When it comes to greatest philosophers, everyone’s heard of Socrates, Plato, and Aristotle. They’re practically celebrity philosophers. But as much clout as these three titans of philosophy bring to the table, there are many others who’ve influenced philosophical thought throughout history. There are so many sages that don’t get the credit they deserve. While some may point to Ancient Greece as the originator of philosophy, many others around the world have also pushed it into new directions. Not surprisingly, some of these obscure philosophers even influenced the work of the great thinkers of history. That being said, put on your thinking caps, here are the Greatest Philosophers You’ve Never Heard Of.
Albertus Magnus is credited with tutoring one of medieval Europe’s most influential theologians and philosophers, Thomas Aquinas. Though Aquinas gets far more recognition in the historical record, his teacher was adept in many fields of study and even gained the nickname “Doctor Universalis” for his many contributions to philosophy, science, theology, and law. An expert on Aristotelian philosophy, Magnus added to the empirical observations of the Greek philosopher through his own systematic research in the natural sciences. His approach would be deemed quite modern for his time since he claimed that it was not the task of science to “accept what we are told but to inquire into the causes of natural things.”

INFORMATION PROVIDED
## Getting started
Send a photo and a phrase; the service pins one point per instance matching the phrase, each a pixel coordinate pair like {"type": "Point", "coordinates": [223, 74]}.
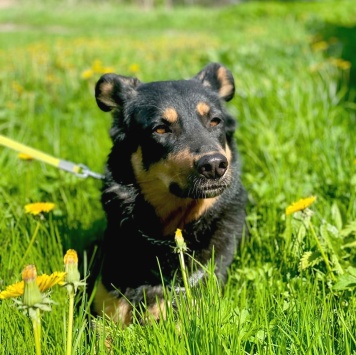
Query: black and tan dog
{"type": "Point", "coordinates": [173, 165]}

ACTIVITY
Put this sentence from the text on little-known philosophers into Spanish: "Albertus Magnus is credited with tutoring one of medieval Europe’s most influential theologians and philosophers, Thomas Aquinas."

EXPECTED ANSWER
A Alberto Magno se le atribuye haber sido el tutor de uno de los teólogos y filósofos más influyentes de la Europa medieval, Tomás de Aquino.